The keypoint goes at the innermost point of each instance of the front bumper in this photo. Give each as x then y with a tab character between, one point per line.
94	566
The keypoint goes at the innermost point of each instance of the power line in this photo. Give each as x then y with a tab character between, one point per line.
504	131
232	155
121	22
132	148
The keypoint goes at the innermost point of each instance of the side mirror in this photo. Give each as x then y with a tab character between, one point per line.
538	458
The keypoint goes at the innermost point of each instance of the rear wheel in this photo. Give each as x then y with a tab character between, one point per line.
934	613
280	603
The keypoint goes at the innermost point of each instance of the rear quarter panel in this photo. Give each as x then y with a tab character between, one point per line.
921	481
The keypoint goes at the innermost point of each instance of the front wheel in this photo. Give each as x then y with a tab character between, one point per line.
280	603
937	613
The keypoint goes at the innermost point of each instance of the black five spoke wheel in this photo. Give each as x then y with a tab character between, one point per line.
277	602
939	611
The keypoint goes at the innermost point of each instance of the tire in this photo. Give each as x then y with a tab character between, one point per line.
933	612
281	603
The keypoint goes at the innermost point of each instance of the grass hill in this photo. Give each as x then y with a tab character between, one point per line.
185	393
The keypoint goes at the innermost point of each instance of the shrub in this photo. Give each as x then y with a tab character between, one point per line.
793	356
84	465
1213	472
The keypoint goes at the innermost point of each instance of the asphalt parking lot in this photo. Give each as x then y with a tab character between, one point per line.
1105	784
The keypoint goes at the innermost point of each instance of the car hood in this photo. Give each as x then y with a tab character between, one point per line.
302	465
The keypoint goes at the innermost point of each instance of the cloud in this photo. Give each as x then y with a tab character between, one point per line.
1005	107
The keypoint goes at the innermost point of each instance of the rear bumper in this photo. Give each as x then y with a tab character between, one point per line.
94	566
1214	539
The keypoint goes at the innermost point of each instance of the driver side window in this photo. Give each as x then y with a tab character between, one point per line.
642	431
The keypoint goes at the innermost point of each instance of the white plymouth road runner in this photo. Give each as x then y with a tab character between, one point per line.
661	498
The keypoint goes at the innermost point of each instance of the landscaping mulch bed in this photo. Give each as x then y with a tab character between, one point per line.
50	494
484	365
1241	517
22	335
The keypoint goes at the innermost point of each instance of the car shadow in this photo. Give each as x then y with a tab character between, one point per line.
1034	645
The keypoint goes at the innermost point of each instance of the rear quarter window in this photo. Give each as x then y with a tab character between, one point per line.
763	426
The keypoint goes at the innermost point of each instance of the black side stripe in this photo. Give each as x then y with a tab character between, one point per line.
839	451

▬▬▬▬▬▬

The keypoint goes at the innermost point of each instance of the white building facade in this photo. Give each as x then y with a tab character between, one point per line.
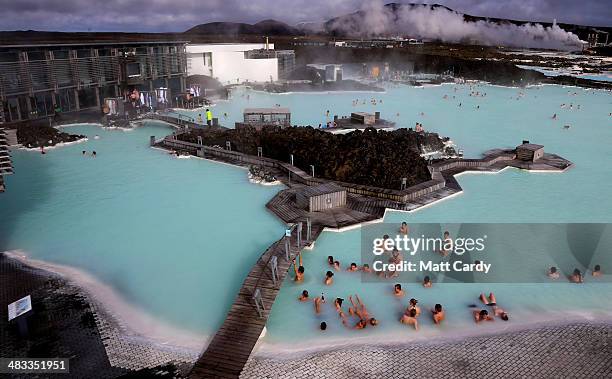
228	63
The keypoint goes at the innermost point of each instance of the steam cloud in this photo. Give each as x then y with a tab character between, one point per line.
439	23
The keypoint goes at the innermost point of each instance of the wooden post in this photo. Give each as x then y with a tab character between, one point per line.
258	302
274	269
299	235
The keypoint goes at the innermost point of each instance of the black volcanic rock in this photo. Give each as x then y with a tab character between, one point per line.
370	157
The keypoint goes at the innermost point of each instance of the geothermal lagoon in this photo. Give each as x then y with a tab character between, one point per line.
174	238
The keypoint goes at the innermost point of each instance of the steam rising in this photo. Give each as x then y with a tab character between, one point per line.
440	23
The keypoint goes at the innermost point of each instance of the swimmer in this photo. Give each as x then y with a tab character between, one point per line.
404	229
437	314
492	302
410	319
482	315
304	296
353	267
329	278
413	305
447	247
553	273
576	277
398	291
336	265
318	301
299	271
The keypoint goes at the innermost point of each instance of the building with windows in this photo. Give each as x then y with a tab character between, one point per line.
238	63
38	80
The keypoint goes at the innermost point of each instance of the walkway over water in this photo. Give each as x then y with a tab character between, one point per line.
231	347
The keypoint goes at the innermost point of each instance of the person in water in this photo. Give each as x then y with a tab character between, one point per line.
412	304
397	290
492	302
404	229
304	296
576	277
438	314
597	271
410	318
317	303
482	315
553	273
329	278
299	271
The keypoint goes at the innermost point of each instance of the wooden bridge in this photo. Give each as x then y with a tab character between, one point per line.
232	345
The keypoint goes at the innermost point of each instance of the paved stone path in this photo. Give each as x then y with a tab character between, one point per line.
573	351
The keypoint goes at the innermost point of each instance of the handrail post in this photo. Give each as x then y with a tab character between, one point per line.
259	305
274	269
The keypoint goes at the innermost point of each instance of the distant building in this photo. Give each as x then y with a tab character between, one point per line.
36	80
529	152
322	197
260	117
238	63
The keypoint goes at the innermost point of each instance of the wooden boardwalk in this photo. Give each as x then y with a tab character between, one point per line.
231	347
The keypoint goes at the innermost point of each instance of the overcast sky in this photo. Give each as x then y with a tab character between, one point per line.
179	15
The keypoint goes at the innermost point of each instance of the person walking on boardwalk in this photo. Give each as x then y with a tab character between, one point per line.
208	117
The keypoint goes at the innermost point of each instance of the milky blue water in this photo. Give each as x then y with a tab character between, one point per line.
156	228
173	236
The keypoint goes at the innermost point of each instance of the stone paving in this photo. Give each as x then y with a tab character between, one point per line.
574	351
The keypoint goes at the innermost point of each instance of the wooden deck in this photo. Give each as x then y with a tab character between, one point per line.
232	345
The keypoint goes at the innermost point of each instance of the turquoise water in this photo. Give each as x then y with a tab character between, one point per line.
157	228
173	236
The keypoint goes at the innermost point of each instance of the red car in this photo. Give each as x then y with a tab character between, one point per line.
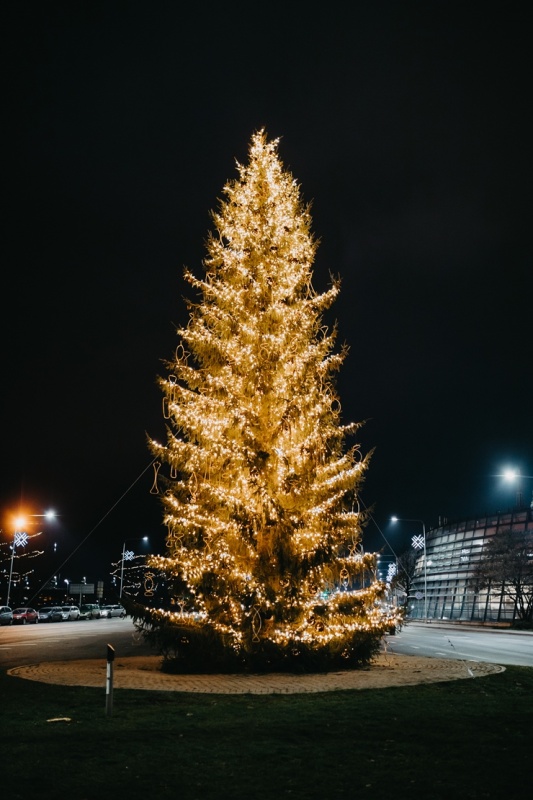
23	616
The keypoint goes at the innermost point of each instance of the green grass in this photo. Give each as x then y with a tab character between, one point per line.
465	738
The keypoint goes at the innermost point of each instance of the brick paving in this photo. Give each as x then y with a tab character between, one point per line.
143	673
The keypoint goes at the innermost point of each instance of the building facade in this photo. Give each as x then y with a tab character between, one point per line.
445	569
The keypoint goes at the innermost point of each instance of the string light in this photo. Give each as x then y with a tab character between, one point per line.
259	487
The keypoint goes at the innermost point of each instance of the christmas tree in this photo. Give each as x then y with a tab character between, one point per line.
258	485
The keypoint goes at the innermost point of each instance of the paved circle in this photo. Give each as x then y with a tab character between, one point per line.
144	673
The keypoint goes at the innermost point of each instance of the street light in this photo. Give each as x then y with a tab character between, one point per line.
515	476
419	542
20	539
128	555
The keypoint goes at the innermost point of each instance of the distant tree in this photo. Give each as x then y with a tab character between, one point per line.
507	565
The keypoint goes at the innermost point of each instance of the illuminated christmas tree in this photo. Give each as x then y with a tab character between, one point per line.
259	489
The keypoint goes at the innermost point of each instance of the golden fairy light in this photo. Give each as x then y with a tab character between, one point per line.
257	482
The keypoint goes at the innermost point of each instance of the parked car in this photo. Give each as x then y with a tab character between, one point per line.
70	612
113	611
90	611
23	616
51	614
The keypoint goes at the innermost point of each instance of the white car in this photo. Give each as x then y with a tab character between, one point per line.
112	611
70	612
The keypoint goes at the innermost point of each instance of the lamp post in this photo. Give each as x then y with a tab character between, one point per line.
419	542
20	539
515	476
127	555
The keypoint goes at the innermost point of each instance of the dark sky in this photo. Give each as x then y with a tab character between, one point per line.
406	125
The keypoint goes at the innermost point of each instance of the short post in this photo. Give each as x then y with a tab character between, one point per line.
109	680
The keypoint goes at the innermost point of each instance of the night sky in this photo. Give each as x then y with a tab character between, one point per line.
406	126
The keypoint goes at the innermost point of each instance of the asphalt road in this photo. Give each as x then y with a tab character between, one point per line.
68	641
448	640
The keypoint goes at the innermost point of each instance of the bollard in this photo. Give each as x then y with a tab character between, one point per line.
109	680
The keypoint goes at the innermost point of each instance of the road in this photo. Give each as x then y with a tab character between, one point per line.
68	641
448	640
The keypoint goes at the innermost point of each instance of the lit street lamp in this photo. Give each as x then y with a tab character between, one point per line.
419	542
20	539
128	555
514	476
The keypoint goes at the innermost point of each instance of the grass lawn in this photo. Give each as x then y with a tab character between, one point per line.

▬▬▬▬▬▬

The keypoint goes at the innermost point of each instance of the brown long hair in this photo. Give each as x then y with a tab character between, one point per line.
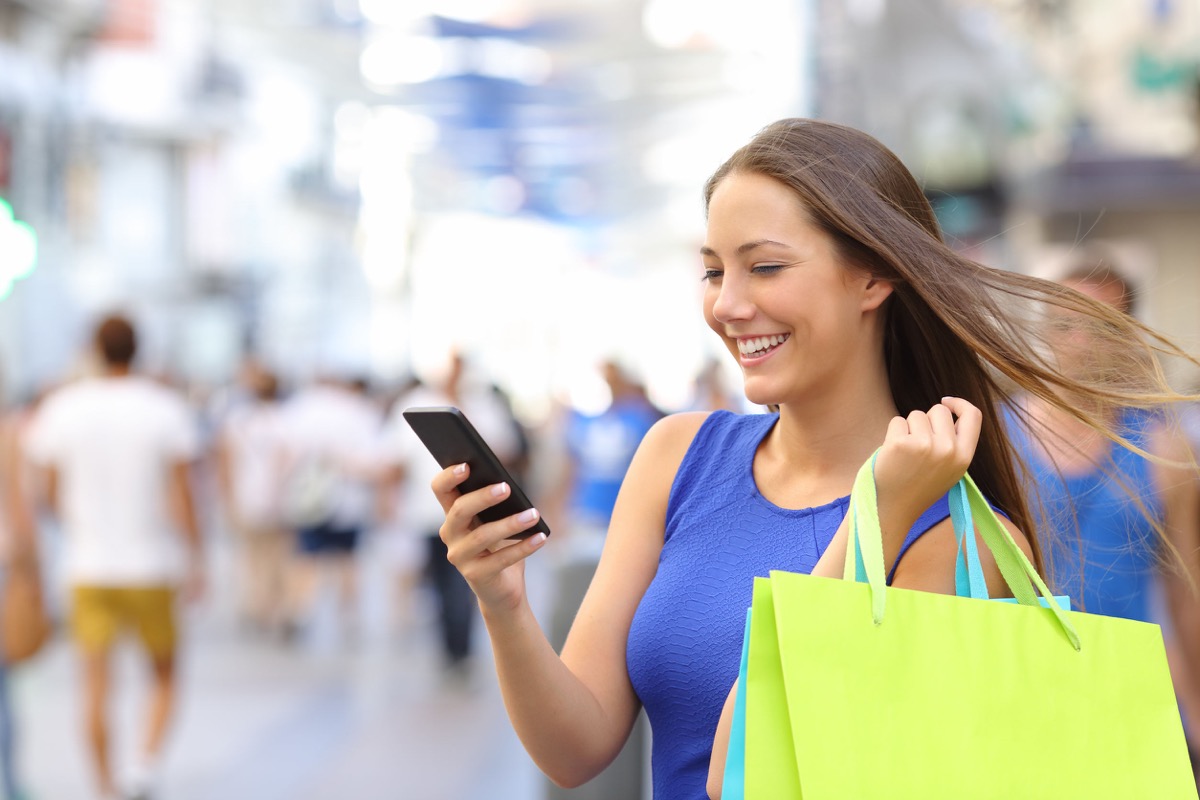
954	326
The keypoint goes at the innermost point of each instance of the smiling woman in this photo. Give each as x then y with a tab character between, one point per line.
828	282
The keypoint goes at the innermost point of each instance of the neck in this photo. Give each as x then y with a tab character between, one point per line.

▬▬▬▬▬▬

* _YOUR GOAL_
Recast the records as a JSON list of strings, starting at the line that contains "the lit street" and ending at the line that contains "the grass lawn", with both of those lines included. Give one string per line and omit any blank lines.

* _OUTPUT_
[
  "The keypoint goes at the innermost point of each instance of the lit street lamp in this photo. Give each as x then y with a tab character between, one point per line.",
  "419\t542",
  "20\t539",
  "128\t555",
  "514\t476",
  "The keypoint goes at the innermost point of each instance of the grass lawn in this photo. Give each as x then y with a tab character between, one point per line."
]